[start of Selected text]
The head of the Internal Ministry (MUP) Department for International Cooperation Zoran Lazarov on Tuesday denied media reports that Serbia and the EU had signed an agreement on the deployment of members of the European Border and Coast Guard Agency (Frontex) on Serbia's borders.

Stating that there is a procedure whereby this type of agreement is first to be initialed and then signed, Lazarov recalled that, should such an agreement be signed, it would have to be ratified in the Serbian Assembly under a binding procedure, without which it could not come into force.

"It is necessary to remind that if representatives of Frontex were to be placed on our borders, their role would be to protect the state borders from migrants, exclusively in cooperation with the Serbian police," Lazarov said, according to the MUP.

Lazarov also recalled that Interior Minister Nebojsa Stefanovic "repeatedly said that Serbia will not become any kind of zone for the accommodation of migrants and that this is a clear position of Serbia."

"I believe that we should not even remind domestic and inernational public that Serbia always treats migrants and acts in accordance with all international rules and humane principles," Lazarov said.

This reaction comes after Germany's Deutsche Welle broadcaster in the Serbian language reported earlier that the European Union intends to significantly strengthen the border security service Frontex, and, as part of its migration policy, "engage it in the Western Balkans, including in Serbia."

The head of the EU Delegation to Serbia, Sem Fabrizi, said that Dimitris Avramopoulos, EU's migration, home affairs, and citizenship commissioner, would soon visit Serbia, adding that he assumes that a status agreement regarding Frontex would be signed with Serbia then.
[end of Selected text]
[start of Data shown]
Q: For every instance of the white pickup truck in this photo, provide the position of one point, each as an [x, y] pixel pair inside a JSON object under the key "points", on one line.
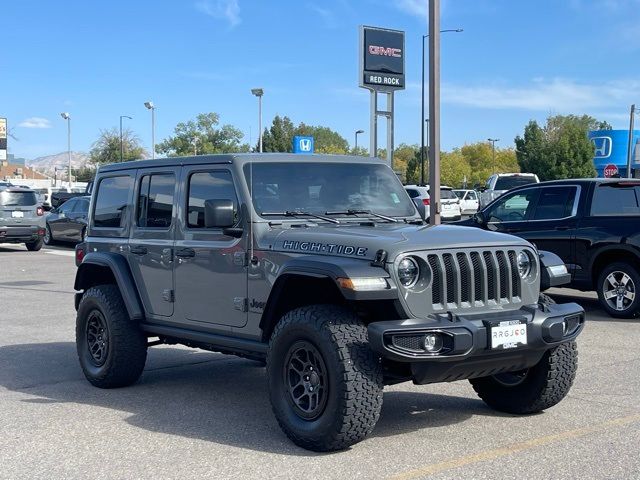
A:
{"points": [[499, 183]]}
[end of Data shown]
Answer these about the news item on Frontex in Serbia:
1. Which broadcaster reported that the EU intends to strengthen Frontex?
2. Where would a signed agreement have to be ratified?
3. According to Sem Fabrizi, who would soon visit Serbia?
The lines have nothing to do with what comes next.

1. Germany's Deutsche Welle, in the Serbian language
2. In the Serbian Assembly
3. Dimitris Avramopoulos, the EU's migration, home affairs, and citizenship commissioner